Requirements:
Give the data again exactly as written, skipping any pictures.

Records for processing:
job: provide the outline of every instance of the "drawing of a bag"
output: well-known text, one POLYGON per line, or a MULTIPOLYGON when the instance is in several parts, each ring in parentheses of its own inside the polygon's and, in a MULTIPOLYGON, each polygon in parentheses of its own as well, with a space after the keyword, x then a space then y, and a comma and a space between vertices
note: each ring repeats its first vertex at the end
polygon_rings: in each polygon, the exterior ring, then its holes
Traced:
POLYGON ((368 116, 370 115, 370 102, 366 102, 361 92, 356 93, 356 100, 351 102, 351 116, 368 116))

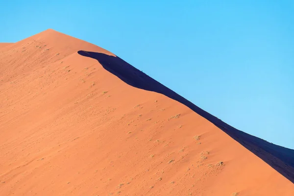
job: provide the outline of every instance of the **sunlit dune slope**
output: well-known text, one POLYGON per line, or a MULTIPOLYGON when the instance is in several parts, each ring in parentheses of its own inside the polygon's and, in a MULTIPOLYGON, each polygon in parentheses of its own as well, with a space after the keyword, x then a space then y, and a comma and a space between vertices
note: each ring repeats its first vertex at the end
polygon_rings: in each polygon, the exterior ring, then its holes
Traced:
POLYGON ((289 196, 294 185, 222 130, 134 87, 49 29, 0 45, 0 196, 289 196))

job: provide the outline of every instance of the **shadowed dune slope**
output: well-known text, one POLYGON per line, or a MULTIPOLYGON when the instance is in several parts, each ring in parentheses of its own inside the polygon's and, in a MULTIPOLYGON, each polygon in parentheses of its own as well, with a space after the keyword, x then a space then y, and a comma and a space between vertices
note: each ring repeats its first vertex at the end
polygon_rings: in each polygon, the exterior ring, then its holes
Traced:
POLYGON ((0 57, 0 196, 294 195, 292 150, 106 50, 49 29, 0 57))
POLYGON ((0 49, 1 48, 4 48, 7 46, 12 44, 12 43, 0 43, 0 49))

Solved problem:
job: provide the outline of every instance of the "drawing of a bag"
output: well-known text, one POLYGON per line, or a MULTIPOLYGON when the instance is in several parts, each ring in parentheses of its own inside the polygon's and, in a MULTIPOLYGON, each polygon in parentheses of its own as well, with a space after the keyword, x then a space then y, and a comma and a space between vertices
note: each ring repeats its first vertex at the end
polygon_rings: in each polygon, the exterior ring, then its holes
Traced:
POLYGON ((368 116, 370 115, 370 102, 366 102, 361 92, 356 93, 356 100, 351 102, 351 116, 368 116))

job: provide the outline of every instance of the **sunlit dune slope**
output: well-known text, one POLYGON per line, or a MULTIPOLYGON when the instance is in several parts, each ring in parentheses of its own inside the polygon's and, in a MULTIPOLYGON, each polygon in parentheses of its own as well, with a space after the keyword, x then a space then y, and a comma and a space between vertices
note: each ring repeats its first vertex at the end
polygon_rings: in each polygon, the exterior ring, then its holes
Traced:
POLYGON ((289 196, 294 185, 222 130, 134 87, 49 29, 0 45, 0 196, 289 196))

job: provide the outline of every instance of the **shadowed dune slope**
output: well-known text, one POLYGON per line, or a MULTIPOLYGON when the instance is in several parts, each ring in parentheses of its own inside the polygon's and, in a MULTIPOLYGON, each polygon in parentheses of its own as well, with a space after the keyword, x then a space then y, and a comma and a space between vertices
note: each ring repeats its first vertex at the end
polygon_rings: in each polygon, the exterior ring, then its holes
Traced:
POLYGON ((0 57, 0 196, 294 195, 292 150, 106 50, 49 29, 0 57))
POLYGON ((0 49, 1 48, 4 48, 7 46, 12 44, 12 43, 0 43, 0 49))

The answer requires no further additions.